> _The exercise_: Write out the records below again, swapping "wristwatch" for "watch" every time it appears. Keep everything else the same.

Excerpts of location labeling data
▼
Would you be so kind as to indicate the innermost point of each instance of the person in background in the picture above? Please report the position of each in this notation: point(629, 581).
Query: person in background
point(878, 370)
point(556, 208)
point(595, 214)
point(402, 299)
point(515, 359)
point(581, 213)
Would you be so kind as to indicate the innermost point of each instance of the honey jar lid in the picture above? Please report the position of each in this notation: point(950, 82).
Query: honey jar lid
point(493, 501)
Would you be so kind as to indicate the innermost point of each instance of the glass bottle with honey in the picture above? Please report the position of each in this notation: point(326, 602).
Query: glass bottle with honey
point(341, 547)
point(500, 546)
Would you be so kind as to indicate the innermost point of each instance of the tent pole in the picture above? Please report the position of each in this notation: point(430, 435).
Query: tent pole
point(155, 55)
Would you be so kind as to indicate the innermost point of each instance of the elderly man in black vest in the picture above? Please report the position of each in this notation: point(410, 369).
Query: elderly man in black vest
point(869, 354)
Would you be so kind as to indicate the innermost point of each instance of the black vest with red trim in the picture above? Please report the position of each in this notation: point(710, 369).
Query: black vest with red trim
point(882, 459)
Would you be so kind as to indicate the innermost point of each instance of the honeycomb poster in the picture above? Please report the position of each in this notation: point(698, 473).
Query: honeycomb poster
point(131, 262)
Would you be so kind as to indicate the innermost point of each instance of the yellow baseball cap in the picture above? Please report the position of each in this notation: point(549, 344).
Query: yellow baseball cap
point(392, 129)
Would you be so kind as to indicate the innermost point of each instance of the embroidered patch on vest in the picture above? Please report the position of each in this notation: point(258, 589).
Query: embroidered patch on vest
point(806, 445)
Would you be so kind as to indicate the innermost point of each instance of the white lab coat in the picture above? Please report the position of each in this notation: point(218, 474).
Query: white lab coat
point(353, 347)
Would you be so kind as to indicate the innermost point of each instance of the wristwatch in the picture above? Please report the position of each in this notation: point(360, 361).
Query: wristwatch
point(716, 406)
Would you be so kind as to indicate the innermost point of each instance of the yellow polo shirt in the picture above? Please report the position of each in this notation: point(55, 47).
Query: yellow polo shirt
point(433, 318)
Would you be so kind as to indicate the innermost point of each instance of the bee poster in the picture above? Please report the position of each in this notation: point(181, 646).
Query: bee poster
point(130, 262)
▲
> _Exercise output_:
Would you be so kind as to indicate the innermost point of each instance of the person in background in the picture above? Please report the position of each in this notation: point(629, 581).
Query: person in background
point(878, 370)
point(556, 208)
point(595, 214)
point(402, 299)
point(515, 359)
point(581, 213)
Would you be so kind as to indicate the innermost point of each instance of the honey jar lid in the picture above? Please report the position of each in this notation: point(950, 82).
Query: honey jar lid
point(493, 501)
Would you be so kind as to indicate the innermost point of each instance of the glass bottle with honey in the picture above? Please report the position of each in this notation: point(326, 602).
Query: glass bottle with honey
point(341, 547)
point(500, 546)
Would you be so kind as to indicate the innermost point of each instance of the tent pole in the picture above? Please report the position of each in this notation: point(430, 435).
Query: tent pole
point(155, 55)
Would you be so kind as to indicate the innermost point of each instance of the elderly man in black vest in the picture above? Please report the position of each in this notation: point(410, 369).
Query: elderly man in black vest
point(869, 354)
Would you be so kind as to indicate the innermost point of each instance of the black vest with red trim in the picture above? Please report the position of each in this notation: point(710, 369).
Query: black vest with red trim
point(882, 459)
Would you be so kind as to indicate the innermost point of each instance of the honeycomb poster in the picture above? Please report the position of each in this notation: point(698, 473).
Query: honeycomb poster
point(131, 262)
Would you be so kind as to indicate the innermost point of each instance of the yellow baseball cap in the picture above? Please report the position of each in this notation: point(549, 344).
Query: yellow baseball cap
point(392, 129)
Would you be so kind as to indicate the innermost point of each instance of the embroidered patch on vest in the picture above? Please report the position of each in this notation: point(258, 589).
Query: embroidered patch on vest
point(806, 445)
Would you be so kind as to indicate the innermost point of each instance of the white lab coat in the picture above? Please report the position of each in this notation: point(218, 474).
Query: white lab coat
point(353, 347)
Would you be so kind as to indicate the innermost point of each instance of the watch in the picture above? Please report the position of each in this notation: point(360, 361).
Query: watch
point(716, 406)
Would you be so kind as to indicate the innermost point of each instance of the yellow polo shirt in the picture above? Please report the position of each in this notation: point(55, 47).
Query: yellow polo shirt
point(433, 318)
Would you be so kind as to indicate the innermost point of each instance of the bee poster in the picture above? Please report the position of each in this notation: point(181, 646).
Query: bee poster
point(130, 262)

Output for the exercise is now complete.